* [CONSIGNE 1] Veuillez modifier le passage de la notice sur Edward Gierek qui s'ouvre sur les mots contenant « GIEREK EDWARD (1913-2001) » et se termine par « populaire de Pologne. » : remplacez-y « Solidarité » par « Solidarność », puis recopiez-le.
* [CONSIGNE 2] Relevez toutes les années citées dans la notice sur Edward Gierek.

* [PAGE]
========================================================================
GIEREK EDWARD (1913-2001)
Promu premier secrétaire du Parti communiste de Pologne à la faveur de la crise politique générée par la révolte des ouvriers des chantiers navals de la Baltique, en décembre 1970, Edward Gierek est limogé de son poste dix ans plus tard, en septembre 1980, à l'issue du bras de fer engagé avec les ouvriers de Gdańsk qui a débouché sur la naissance du syndicat indépendant Solidarité. Circonscrite par les mouvements sociaux de la Baltique, la décennie de la direction Gierek a suscité tour à tour espoir et désenchantement, confirmant le fossé existant entre l'État et la société dans la république populaire de Pologne.
========================================================================
* [DONNÉES FOURNIES]
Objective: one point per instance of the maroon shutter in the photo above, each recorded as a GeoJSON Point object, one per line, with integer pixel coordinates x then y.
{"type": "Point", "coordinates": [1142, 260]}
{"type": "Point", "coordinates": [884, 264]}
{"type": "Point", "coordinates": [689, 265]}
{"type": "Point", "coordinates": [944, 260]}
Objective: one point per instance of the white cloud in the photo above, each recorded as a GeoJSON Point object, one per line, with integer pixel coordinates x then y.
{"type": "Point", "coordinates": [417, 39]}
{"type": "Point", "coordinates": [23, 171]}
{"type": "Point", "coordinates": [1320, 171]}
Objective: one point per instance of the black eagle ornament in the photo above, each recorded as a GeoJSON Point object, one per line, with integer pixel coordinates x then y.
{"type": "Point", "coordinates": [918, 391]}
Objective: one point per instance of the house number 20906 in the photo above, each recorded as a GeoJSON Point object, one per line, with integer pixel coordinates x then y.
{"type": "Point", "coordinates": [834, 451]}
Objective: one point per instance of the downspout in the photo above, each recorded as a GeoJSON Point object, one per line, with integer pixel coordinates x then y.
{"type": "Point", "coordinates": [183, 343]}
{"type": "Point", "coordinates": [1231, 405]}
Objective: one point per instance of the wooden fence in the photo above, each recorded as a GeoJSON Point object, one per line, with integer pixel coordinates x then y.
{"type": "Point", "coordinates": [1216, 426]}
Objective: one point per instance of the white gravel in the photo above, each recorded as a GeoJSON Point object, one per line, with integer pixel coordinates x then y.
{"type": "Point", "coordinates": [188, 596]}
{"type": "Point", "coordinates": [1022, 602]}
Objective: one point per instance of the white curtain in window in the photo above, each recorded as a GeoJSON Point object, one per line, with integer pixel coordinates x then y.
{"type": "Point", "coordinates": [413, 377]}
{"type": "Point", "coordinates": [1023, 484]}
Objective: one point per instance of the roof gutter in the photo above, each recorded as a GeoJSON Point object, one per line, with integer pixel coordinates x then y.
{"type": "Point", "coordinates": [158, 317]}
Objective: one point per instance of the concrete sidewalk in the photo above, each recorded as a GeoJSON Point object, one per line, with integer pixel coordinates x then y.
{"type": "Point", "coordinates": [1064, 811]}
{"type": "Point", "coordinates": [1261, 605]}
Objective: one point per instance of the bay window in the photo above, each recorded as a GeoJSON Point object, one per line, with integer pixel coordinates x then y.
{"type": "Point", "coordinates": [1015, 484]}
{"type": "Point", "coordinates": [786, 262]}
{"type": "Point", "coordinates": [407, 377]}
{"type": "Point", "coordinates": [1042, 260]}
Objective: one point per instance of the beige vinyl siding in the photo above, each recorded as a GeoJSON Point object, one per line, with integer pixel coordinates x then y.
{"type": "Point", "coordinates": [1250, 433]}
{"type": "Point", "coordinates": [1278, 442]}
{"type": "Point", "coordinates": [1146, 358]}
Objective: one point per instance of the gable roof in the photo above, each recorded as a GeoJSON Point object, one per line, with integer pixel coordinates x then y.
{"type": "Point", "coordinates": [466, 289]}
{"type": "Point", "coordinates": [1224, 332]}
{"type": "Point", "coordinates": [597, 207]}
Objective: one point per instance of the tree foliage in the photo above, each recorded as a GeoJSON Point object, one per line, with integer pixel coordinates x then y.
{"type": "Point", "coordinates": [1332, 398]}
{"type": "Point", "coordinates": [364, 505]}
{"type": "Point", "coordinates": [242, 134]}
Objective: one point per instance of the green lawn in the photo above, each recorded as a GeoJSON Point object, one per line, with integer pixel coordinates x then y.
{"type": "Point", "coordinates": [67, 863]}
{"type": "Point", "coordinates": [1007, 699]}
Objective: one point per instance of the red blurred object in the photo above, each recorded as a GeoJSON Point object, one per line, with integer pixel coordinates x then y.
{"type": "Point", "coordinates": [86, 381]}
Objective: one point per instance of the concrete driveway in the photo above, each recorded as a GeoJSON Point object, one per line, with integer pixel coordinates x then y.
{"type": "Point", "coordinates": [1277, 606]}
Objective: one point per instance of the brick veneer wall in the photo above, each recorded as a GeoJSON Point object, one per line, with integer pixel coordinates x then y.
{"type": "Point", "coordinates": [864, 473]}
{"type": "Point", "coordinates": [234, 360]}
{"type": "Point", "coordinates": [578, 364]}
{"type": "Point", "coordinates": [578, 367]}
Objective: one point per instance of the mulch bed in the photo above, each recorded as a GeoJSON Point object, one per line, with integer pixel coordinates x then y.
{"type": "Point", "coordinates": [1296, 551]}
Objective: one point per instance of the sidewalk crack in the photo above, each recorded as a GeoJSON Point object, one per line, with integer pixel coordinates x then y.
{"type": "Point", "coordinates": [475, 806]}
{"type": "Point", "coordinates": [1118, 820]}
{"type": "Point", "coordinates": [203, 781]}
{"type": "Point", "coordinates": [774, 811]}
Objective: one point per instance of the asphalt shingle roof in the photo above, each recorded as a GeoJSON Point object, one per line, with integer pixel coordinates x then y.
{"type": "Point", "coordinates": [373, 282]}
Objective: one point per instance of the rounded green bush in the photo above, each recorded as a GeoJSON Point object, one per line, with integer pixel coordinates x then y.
========================================================================
* [RÉPONSE 1]
GIEREK EDWARD (1913-2001)
Promu premier secrétaire du Parti communiste de Pologne à la faveur de la crise politique générée par la révolte des ouvriers des chantiers navals de la Baltique, en décembre 1970, Edward Gierek est limogé de son poste dix ans plus tard, en septembre 1980, à l'issue du bras de fer engagé avec les ouvriers de Gdańsk qui a débouché sur la naissance du syndicat indépendant Solidarność. Circonscrite par les mouvements sociaux de la Baltique, la décennie de la direction Gierek a suscité tour à tour espoir et désenchantement, confirmant le fossé existant entre l'État et la société dans la république populaire de Pologne.

* [RÉPONSE 2] 1913, 2001, 1970, 1980